== Extracted records ==

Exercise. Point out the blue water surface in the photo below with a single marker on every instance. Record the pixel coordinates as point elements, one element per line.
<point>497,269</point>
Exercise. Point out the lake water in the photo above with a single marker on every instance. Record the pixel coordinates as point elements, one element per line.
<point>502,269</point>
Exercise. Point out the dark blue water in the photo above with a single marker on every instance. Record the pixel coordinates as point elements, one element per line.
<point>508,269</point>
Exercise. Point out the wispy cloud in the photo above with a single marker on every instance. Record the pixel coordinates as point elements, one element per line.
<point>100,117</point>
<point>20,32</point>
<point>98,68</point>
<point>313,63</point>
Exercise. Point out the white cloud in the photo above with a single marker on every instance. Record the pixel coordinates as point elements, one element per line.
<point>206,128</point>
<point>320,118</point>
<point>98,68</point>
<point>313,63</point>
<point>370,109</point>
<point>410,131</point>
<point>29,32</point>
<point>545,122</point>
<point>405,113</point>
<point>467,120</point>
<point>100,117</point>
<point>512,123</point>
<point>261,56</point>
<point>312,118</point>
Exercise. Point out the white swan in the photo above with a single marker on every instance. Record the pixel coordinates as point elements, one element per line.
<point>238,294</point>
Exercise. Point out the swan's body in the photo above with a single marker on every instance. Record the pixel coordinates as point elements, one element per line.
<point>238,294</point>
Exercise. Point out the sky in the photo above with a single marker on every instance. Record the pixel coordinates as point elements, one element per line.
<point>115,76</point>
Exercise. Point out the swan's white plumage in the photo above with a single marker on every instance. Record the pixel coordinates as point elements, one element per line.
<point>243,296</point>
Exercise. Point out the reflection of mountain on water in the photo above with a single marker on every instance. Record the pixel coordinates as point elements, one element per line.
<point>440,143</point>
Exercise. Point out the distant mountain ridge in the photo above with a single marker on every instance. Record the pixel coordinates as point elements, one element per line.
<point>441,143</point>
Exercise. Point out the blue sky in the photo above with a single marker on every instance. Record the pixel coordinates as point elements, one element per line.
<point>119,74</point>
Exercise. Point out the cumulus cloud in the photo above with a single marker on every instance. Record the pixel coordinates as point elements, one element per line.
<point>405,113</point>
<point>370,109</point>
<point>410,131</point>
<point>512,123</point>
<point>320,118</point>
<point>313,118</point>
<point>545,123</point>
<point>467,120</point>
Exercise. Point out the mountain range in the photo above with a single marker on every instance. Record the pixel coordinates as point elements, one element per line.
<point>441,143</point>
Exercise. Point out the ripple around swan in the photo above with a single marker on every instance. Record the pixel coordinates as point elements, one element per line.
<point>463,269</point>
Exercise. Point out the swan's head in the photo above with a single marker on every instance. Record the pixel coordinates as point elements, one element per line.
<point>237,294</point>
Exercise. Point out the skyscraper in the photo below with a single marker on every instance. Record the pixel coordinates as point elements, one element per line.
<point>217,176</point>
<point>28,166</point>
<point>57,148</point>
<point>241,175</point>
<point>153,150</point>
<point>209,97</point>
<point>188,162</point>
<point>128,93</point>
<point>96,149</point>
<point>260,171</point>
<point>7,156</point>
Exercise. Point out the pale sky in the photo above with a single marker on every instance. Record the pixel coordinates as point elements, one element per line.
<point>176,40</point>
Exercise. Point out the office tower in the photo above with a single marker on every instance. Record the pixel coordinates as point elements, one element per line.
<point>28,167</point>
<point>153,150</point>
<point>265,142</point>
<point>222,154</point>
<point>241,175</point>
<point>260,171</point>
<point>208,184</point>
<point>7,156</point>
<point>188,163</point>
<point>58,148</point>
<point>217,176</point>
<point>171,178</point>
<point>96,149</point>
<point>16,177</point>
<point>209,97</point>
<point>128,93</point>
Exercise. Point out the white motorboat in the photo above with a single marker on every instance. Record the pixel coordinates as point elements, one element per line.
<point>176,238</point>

===

Required work:
The records above are to be given again in full, word for word.

Solution:
Exercise. Point out the blue water surface in the photo below with a single marker on every instance. Record the pixel coordinates as point elements, one element per line.
<point>497,269</point>
Exercise. Point out the lake water in the photo above with a single marker on every instance. Record the pixel coordinates as point elements, one element per line.
<point>502,269</point>
Exercise. Point out the dark blue water in the photo above with a single marker on every instance. Record the pixel coordinates as point elements, one element per line.
<point>508,269</point>
Exercise. Point out the wispy cloud in the photo above with a single marker on every instance. Record the pixel coordinates as point elements, one element per line.
<point>100,117</point>
<point>20,32</point>
<point>98,68</point>
<point>313,63</point>
Exercise. Point out the white cloud in the photo above with a single marker on every instance. Record the pixel coordinates as point elements, one element per line.
<point>206,128</point>
<point>320,118</point>
<point>98,68</point>
<point>313,63</point>
<point>370,109</point>
<point>410,131</point>
<point>29,32</point>
<point>545,122</point>
<point>405,113</point>
<point>467,120</point>
<point>100,117</point>
<point>512,123</point>
<point>261,56</point>
<point>312,118</point>
Exercise. Point out the white swan in the photo above with a single marker on every instance. Record the pixel coordinates as point elements, one element per line.
<point>238,294</point>
Exercise. Point out the swan's body in the photo above with a single marker on every instance. Record the pixel coordinates as point elements, one element per line.
<point>238,294</point>
Exercise. Point out the sky in the photo above with a single marker on every instance. Record the pixel coordinates as point elements, one element per line.
<point>115,76</point>
Exercise. Point out the swan's white plumage in the photo above with a single marker on every instance. Record the pixel coordinates as point elements, one element per line.
<point>243,296</point>
Exercise. Point out the reflection of mountain on water in the photo above with a single marker on every instance. Record the pixel coordinates as point elements, one element per line.
<point>440,143</point>
Exercise. Point out the distant mountain ridge in the photo above with a single marker on every instance. Record the pixel coordinates as point elements, one element per line.
<point>441,143</point>
Exercise. Point out the blue sky in the photo above with a single marker on every instance. Record the pixel coordinates as point elements, one element per line.
<point>119,74</point>
Exercise. Point out the cumulus cloud in the photo above with a single marker on every instance. Record the pixel coordinates as point elements, one element per line.
<point>405,113</point>
<point>370,109</point>
<point>410,131</point>
<point>512,123</point>
<point>320,118</point>
<point>313,118</point>
<point>545,123</point>
<point>467,120</point>
Exercise. Point out the mountain range in the photo above with a single marker on every instance. Record the pixel coordinates as point elements, one element per line.
<point>441,143</point>
Exercise. Point out the ripple around swan in the photo above with a single marker on every instance. Record the pixel coordinates as point elements, one element per line.
<point>463,269</point>
Exercise. Point out the swan's head in the photo above with a single marker on every instance. Record the pixel coordinates as point elements, one element per line.
<point>237,294</point>
Exercise. Point out the skyscraper in the photo below with a single marker on every instance. Record the pixel coordinates as point elements, one element per line.
<point>217,176</point>
<point>28,166</point>
<point>57,148</point>
<point>241,175</point>
<point>153,150</point>
<point>209,97</point>
<point>188,162</point>
<point>128,93</point>
<point>96,149</point>
<point>260,171</point>
<point>7,156</point>
Exercise. Point out the pale sky in the photo above with a single marker on every instance. Record the pixel coordinates as point elements, one element per line.
<point>176,40</point>
Exercise. Point out the office tower in the photo above with a single marker on every instance. Record the pixel coordinates as point elements, one element per line.
<point>28,167</point>
<point>153,150</point>
<point>265,142</point>
<point>222,154</point>
<point>241,175</point>
<point>260,171</point>
<point>208,184</point>
<point>7,156</point>
<point>188,163</point>
<point>58,148</point>
<point>217,176</point>
<point>171,178</point>
<point>96,149</point>
<point>16,177</point>
<point>209,97</point>
<point>128,93</point>
Exercise. Point out the white motorboat in the photo above with a single marker on every instance. Record the pixel coordinates as point elements, one element per line.
<point>176,238</point>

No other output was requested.